> [Exercise requirements]
How many lines in the records below contain the string "woman"? Case counts. Reply with the number alone.

# # # #

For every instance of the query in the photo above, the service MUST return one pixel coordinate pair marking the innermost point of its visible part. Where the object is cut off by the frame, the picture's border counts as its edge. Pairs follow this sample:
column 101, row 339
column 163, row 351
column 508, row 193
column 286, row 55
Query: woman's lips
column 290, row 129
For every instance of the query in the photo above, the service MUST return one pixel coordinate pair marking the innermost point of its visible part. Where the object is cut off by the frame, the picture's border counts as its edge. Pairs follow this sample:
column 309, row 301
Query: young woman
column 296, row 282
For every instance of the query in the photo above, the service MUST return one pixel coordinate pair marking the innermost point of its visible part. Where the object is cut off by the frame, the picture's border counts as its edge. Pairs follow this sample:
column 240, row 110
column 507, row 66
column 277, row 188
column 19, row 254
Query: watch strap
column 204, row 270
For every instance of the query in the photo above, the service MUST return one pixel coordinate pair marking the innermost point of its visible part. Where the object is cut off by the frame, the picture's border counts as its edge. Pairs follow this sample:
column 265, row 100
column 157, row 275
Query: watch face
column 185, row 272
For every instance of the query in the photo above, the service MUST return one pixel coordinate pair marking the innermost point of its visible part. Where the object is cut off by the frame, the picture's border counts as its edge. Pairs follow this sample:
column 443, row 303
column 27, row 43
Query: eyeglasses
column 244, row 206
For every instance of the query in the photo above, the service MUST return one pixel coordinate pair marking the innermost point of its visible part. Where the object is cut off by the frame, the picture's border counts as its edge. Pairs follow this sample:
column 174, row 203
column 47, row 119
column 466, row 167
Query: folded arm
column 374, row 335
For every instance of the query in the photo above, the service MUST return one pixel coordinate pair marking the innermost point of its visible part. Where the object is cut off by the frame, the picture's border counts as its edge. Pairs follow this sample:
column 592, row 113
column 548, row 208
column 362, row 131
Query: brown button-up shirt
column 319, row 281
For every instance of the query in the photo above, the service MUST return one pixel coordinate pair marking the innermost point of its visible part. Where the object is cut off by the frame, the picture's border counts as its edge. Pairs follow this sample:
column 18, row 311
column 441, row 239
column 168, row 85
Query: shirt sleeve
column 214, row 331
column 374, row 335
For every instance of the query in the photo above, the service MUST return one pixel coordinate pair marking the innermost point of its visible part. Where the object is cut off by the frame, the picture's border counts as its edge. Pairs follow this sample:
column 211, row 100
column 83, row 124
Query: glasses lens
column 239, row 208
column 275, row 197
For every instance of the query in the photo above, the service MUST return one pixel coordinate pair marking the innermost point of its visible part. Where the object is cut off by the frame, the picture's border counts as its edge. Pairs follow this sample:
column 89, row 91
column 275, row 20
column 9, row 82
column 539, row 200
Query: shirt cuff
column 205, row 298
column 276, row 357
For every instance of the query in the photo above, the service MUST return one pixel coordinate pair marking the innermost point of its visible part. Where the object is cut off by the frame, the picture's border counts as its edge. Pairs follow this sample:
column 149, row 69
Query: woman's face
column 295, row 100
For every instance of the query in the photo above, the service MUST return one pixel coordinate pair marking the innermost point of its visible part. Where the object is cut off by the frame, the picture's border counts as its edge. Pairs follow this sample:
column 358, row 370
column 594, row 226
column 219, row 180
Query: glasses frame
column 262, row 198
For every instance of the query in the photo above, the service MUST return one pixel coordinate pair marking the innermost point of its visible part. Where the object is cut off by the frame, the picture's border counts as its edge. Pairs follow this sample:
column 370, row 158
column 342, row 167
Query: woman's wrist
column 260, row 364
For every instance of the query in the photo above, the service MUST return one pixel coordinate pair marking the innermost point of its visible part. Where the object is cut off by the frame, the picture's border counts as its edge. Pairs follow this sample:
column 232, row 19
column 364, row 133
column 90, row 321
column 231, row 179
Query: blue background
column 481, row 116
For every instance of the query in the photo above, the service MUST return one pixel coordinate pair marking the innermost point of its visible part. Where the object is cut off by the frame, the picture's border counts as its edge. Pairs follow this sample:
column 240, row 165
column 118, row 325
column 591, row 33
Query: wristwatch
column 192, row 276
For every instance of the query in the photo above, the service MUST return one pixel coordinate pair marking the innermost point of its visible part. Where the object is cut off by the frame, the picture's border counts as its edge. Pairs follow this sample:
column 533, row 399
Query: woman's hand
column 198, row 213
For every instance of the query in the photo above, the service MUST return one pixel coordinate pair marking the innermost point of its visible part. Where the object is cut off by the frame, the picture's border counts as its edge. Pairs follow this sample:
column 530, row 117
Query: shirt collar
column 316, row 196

# # # #

> [Completed task]
5